EXERCISE TASK A. Reproduce word for word everything in the post on the CIA torture tapes below, from "But I’ve been" down to "White House first.".
EXERCISE TASK B. Extend the post on the CIA torture tapes below with the paragraphs that would come next, beginning right after its final sentence.

━━━ PROVIDED PASSAGE

That suggests Inspector General John Helgerson, not long after CIA had finagled a way to limit his conclusions about torture, focused on just the analysis–presumably, the approval process–that went into the rendition. I’m not sure what that means, but looking back at Priest’s description of the problem behind “erroneous” renditions–notably, its reliance on torture-induced evidence from al Qaeda detainees–I wonder whether Helgerson assessed the actual facts behind the rendition, or just whether the rendition, using those faulty facts, would have been approved according to the right decision process. That is, I wonder whether the CIA decided that the disappearances that even it considers were wrong didn’t matter so much because they didn’t evaluate the lies and misinformation their torture program had introduced into the process by which they chose people to disappear.

That is, it appears CIA has labeled its disappearances simply a matter of flawed bureaucracy rather than a clear example of the problems that result when you eliminate due process.


Jay Rockefeller and the Torture Tape Investigation

I’ve been writing a lot about the way CIA gamed briefings with Congress so they could destroy evidence of torture: how they created potentially misleading records about the September 2002 briefings with destroying the torture tapes in mind, how they created a record of Pat Roberts’ approval for destroying the torture tapes in February 2003 but not Harman’s disapproval of them, and how Crazy Pete Hoekstra got a really suspicious briefing the morning the torture tapes were destroyed.

But I’ve been neglecting the role Jay Rockefeller may play in all this.

Yesterday’s AP-hosted CIA spin made a big deal of Harriet Miers’ early 2005 order that CIA not destroy the torture tapes.

In early 2005, Rizzo received a similar order from the new White House counsel, Harriet Miers. The CIA was not to destroy the tapes without checking with the White House first.

It’s in that context where they list all the requests that might cover the videotapes and explain why they weren’t legally binding on the CIA: three judges orders and the 9/11 Commission request.

But that narrative left out a few more data points. Oddly, the AP seems to make nothing of John Negroponte’s warning to Porter Goss–issued on or before July 28, 2005–not to destroy the torture tapes. Maybe that’s because it reveals that months after Rizzo got the order from Harriet Miers, the Director of CIA was still actively discussing destroying the tapes. Maybe that’s because, given Goss’ apparent happiness with Rodriguez’ destruction of the tapes in November 2005, the evidence that Goss was considering destroying them three months earlier suggests complicity.

Now consider the two requests from Jay Rockefeller for John McPherson’s report on the torture tapes.

In May 2005, I wrote the CIA Inspector General requesting over a hundred documents referenced in or pertaining to his May 2004 report on the CIA’s detention and interrogation activities. Included in my letter was a request for the CIA to provide to the Senate Intelligence Committee the CIA’s Office of General Counsel report on the examination of the videotapes and whether they were in compliance with the August 2002 Department of Justice legal opinion concerning interrogation. The CIA refused to provide this and the other detention and interrogation documents to the committee as requested, despite a second written request to CIA Director Goss in September 2005.

━━━━━━
━━━ DATA SUPPLIED

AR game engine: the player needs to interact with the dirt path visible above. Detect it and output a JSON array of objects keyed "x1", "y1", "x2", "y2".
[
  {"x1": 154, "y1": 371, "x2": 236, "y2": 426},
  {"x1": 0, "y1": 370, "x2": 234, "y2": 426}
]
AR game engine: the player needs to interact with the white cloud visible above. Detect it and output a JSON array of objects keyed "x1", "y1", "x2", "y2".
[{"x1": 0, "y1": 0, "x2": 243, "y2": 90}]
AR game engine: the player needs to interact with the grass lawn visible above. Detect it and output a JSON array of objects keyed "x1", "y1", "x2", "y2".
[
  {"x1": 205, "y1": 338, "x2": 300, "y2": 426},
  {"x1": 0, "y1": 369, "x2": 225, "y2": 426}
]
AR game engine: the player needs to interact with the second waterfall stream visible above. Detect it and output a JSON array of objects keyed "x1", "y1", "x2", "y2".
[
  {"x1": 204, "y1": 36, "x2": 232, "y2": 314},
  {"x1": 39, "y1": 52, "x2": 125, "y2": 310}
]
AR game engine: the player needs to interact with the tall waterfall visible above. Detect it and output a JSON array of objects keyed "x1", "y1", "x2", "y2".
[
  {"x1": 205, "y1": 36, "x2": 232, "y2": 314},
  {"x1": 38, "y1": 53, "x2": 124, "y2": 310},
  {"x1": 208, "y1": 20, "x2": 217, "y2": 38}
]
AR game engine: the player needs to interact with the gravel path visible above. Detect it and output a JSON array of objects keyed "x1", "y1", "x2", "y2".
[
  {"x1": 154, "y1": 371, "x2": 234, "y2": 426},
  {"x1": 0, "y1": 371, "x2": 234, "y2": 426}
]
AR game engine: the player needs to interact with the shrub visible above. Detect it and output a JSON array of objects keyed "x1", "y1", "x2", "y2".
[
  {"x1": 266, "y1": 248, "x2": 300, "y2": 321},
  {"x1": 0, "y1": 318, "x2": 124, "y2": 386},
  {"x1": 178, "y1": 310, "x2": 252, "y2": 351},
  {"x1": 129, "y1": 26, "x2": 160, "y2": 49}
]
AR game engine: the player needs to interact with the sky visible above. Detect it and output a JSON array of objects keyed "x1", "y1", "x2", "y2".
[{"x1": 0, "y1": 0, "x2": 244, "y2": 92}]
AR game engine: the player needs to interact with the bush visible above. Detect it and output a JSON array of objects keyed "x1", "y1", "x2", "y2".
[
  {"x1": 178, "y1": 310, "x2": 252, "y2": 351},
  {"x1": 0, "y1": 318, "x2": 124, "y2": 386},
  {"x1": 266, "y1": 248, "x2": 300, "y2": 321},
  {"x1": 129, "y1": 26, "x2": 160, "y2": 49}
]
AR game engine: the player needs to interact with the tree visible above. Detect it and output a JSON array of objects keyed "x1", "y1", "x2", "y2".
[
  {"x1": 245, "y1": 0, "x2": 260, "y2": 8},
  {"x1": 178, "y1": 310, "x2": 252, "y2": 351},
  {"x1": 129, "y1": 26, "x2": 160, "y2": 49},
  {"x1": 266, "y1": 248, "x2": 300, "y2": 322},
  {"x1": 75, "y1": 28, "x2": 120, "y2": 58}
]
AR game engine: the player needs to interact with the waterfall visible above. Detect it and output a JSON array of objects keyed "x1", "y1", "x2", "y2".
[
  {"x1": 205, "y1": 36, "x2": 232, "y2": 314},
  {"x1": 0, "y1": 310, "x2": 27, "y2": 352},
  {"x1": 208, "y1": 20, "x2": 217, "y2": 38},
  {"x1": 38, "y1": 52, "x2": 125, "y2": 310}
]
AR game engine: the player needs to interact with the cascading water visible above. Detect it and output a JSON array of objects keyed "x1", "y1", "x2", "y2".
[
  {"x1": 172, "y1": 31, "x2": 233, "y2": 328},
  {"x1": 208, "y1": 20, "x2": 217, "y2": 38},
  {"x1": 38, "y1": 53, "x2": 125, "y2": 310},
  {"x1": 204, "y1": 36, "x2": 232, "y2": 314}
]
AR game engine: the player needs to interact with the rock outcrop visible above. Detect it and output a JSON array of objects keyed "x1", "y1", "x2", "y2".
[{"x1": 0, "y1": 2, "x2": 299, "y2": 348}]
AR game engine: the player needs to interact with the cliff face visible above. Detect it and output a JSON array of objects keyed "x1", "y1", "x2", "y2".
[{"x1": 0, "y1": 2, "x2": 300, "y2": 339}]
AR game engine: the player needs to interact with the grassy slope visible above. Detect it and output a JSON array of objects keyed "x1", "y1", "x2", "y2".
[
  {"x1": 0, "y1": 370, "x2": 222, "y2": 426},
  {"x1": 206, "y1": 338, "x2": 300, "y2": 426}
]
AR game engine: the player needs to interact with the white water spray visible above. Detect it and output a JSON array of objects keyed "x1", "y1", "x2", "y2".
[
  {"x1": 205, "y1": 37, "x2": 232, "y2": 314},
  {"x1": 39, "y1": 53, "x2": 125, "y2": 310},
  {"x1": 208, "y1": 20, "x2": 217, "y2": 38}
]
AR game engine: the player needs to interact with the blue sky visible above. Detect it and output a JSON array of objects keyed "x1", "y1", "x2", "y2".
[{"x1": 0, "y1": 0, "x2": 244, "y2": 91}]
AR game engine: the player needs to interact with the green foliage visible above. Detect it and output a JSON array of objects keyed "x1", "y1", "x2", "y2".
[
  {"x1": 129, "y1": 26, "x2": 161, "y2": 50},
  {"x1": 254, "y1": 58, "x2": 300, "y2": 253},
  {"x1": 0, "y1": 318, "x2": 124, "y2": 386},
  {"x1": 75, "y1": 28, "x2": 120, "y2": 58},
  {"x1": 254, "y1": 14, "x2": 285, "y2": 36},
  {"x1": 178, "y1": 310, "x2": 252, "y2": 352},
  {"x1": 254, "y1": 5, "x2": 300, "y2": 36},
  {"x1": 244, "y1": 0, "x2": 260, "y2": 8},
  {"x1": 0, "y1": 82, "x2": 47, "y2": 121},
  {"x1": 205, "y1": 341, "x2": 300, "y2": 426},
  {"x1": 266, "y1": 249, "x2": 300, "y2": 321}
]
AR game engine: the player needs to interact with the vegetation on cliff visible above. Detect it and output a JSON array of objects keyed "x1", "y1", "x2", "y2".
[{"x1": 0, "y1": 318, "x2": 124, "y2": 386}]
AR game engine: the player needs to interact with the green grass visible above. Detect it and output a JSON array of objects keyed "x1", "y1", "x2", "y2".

━━━━━━

WRITTEN RESPONSE A.
But I’ve been neglecting the role Jay Rockefeller may play in all this.

Yesterday’s AP-hosted CIA spin made a big deal of Harriet Miers’ early 2005 order that CIA not destroy the torture tapes.

In early 2005, Rizzo received a similar order from the new White House counsel, Harriet Miers. The CIA was not to destroy the tapes without checking with the White House first.

WRITTEN RESPONSE B.
It was during this 2005 period that I proposed without success, both in committee and on the Senate floor, that the committee undertake an investigation of the CIA’s detention and interrogation activities. In fact, all members of the congressional intelligence committees were not fully briefed into the CIA interrogation program until the day the President publicly disclosed the program last September. [my emphasis]

So in May 2005, Rockefeller asked John Helgerson for McPherson’s report. Then in September 2005, Rockefeller asked Porter Goss for the report directly. And Porter Goss–the guy who was actively considering destroying the torture tapes in July 2005 and who ultimately applauded Rodriguez’ success in destroying them–completely blew off Rockefeller’s request.

Mind you, Rockefeller asked for the report on the tapes, not the tapes themselves. But we now know that the report lacked any mention of the things noted in the IG Report: descriptions of the broken and blank tapes. We also know that the report didn’t do what is was purportedly intended to do: review whether the torturers had followed guidelines on torture.

Had Rockefeller gotten that report in 2005–in response to either his request of Helgerson or his request directly of Goss–he would have had good reason to at least suspect that the CIA had been engaging in a cover-up in November 2002 to January 2003, when it claimed to have reviewed whether Abu Zubaydah’s torturers followed DOJ guidelines but really did no such thing. He would have had reason to wonder why a lawyer, having reviewed tapes with abundant evidence of tampering, hadn’t even bothered to mention that tampering.

Which probably would have led him to ask for the tapes.

Mind you, like the 9/11 Commission, Rockefeller didn’t subpoena the report (as he noted, his push for a torture investigation was thwarted, presumably by then SSCI Chair Pat Roberts, the guy who had signed off on destroying the tapes).

But for some reason the CIA doesn’t want to admit it had this request pertaining to the torture tapes, in addition to all the requests from judges.


The AP’s “Most Complete Published Account” that Leaves Out Torture

The AP’s DOJ and intelligence writers have a story out on the Durham investigation that purports to be “the most complete published account” of the destruction of the torture tapes. Only, it ignores key details that have already been published which paint a much more damning picture of the tapes and their destruction.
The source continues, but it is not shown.